[TAREA A]:
Indica si cada afirmación coincide con el texto sobre la antropología criminal. Responde sí o no y cita las palabras exactas del texto que lo deciden.
(i) El conflicto entre la Escuela de Antropología Criminal y la Asociación Internacional de Derecho Penal se dio en torno de los años 1890.
(ii) Para la antropología criminal, la cuestión fundamental era el grado de libertad del individuo.
(iii) La antropología criminal incluía la esterilización entre las formas de eliminación definitiva.
[TAREA B]: Escribe la continuación del texto sobre la antropología criminal a partir de su última oración.

[TEXTO]:

···

Por toda una serie de razones se produjo entonces una situación en la que existía una muy intensa demanda social y política de reacción contra el crimen y de represión, demanda que implicaba una originalidad en la medida en que debía ser pensada en términos jurídicos y médicos; y por tanto la pieza central de la institución penal desde la Edad Media, es decir, la responsabilidad, parecía inadecuada para pensar este amplio y tupido ámbito de la criminalidad médico-legal.
 Esta inadecuación se mostró a la vez en el terreno de las concepciones y de las instituciones, en el conflicto que enfrenta, en torno de los años 1890, a la llamada Escuela de Antropología Criminal con la Asociación Internacional de Derecho Penal. Frente a los principios tradicionales de la legislación criminal, la escuela italiana y los antropólogos de la criminalidad exigen nada menos que una salida de las demarcaciones del derecho, una verdadera "despenalización" del crimen a través de la puesta en práctica de un engranaje de un tipo muy distinto al previsto por los códigos.
 Esquematizando mucho, para la antropología criminal se trataba de lo siguiente:
a) Abandonar totalmente la noción jurídica de responsabilidad y plantear como cuestión fundamental no el grado de libertad del individuo, sino el nivel de peligro que éste constituía para la sociedad.
b) Señalar además que precisamente los procesados que el derecho reconocía como irresponsables, en la medida en que eran considerados enfermos, locos, anormales, víctimas de impulsos irresistibles, eran justamente ellos quienes constituían el mayor peligro.
c) Esgrimir que lo que se denominaba "pena" no era tanto un castigo cuanto un mecanismo de defensa de la sociedad; subrayar por tanto que la diferencia no estriba entre responsables que deben ser condenados e irresponsables que no deben serlo, sino entre sujetos absoluta y definitivamente peligrosos y aquellos que, mediante ciertos tratamientos, pueden dejar de serlo.
d) Concluir que deben existir tres grandes tipos de reacciones sociales frente al crimen o mejor frente al peligro que constituye el criminal: eliminación definitiva (a través de la muerte o del encierro en una institución), eliminación provisional (mediante tratamiento), eliminación en cierto modo relativa y parcial (esterilización, castración).

···

[DATOS PROPORCIONADOS]:
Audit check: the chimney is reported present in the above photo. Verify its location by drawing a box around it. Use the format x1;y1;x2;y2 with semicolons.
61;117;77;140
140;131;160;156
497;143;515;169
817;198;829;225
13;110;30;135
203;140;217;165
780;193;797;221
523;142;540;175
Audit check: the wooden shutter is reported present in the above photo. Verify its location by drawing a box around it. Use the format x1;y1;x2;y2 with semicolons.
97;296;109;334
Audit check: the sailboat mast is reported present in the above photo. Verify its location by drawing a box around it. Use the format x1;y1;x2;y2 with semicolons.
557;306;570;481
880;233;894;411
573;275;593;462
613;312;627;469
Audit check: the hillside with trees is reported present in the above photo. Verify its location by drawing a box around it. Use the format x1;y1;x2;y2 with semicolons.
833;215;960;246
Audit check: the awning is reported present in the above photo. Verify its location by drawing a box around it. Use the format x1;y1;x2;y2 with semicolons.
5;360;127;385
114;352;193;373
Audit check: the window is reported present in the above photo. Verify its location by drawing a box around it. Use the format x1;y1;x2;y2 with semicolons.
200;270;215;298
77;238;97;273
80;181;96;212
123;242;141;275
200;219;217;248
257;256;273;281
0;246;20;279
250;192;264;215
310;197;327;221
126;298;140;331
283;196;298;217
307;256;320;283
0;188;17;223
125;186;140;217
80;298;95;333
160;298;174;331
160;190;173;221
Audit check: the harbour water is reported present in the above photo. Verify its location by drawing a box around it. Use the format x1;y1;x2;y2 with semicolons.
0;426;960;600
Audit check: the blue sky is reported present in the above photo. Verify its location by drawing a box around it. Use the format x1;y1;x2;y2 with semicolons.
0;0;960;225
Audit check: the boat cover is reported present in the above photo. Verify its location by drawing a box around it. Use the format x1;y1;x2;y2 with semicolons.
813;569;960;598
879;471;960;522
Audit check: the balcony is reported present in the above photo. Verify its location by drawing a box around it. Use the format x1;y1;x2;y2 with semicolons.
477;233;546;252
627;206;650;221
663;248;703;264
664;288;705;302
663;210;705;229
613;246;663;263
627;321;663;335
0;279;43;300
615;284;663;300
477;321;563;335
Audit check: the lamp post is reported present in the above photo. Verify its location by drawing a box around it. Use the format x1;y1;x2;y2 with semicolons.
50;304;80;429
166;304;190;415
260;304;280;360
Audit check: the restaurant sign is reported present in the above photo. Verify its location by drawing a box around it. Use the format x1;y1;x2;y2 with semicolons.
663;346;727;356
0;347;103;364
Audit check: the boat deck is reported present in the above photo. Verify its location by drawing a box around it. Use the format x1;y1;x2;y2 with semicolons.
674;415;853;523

···

[RESPUESTA A]:
(i) Sí: «en torno de los años 1890, a la llamada Escuela de Antropología Criminal con la Asociación Internacional de Derecho Penal».
(ii) No: «plantear como cuestión fundamental no el grado de libertad del individuo, sino el nivel de peligro que éste constituía para la sociedad».
(iii) No: «eliminación en cierto modo relativa y parcial (esterilización, castración)».

[RESPUESTA B]:
 Se puede ver así claramente la serie de desplazamientos promovidos por la escuela antropológica, desplazamientos que van desde el crimen hacia el criminal, del acto efectivamente cometido al peligro virtualmente existente en el individuo, de la punición modulada del culpable a la protección absoluta de los otros.
 Se puede decir que se alcanzaba de este modo un punto de ruptura: la criminología, desarrollada a partir de la vieja monomanía en una aproximación con frecuencia tormentosa con el derecho penal, corría el riesgo de verse excluida por exceso de radicalidad. Y entonces la situación podría volver otra vez a asemejarse un tanto a la del principio: un saber técnico incompatible con el derecho que lo acosa desde el exterior y es incapaz de hacerse oír por él. Y del mismo modo que la noción de monomanía podía servir para recubrir de locura un crimen del que no se veían las razones, la noción de degeneración permitía relacionar al menor de los criminales con un peligro patológico para la sociedad, para la especie humana en su conjunto.
 Todo el espacio de las infracciones podía concebirse en términos de peligro y por tanto de protección que tenía que ser asegurada. El derecho no tenía más opción que callarse o taparse las orejas y negarse a escuchar.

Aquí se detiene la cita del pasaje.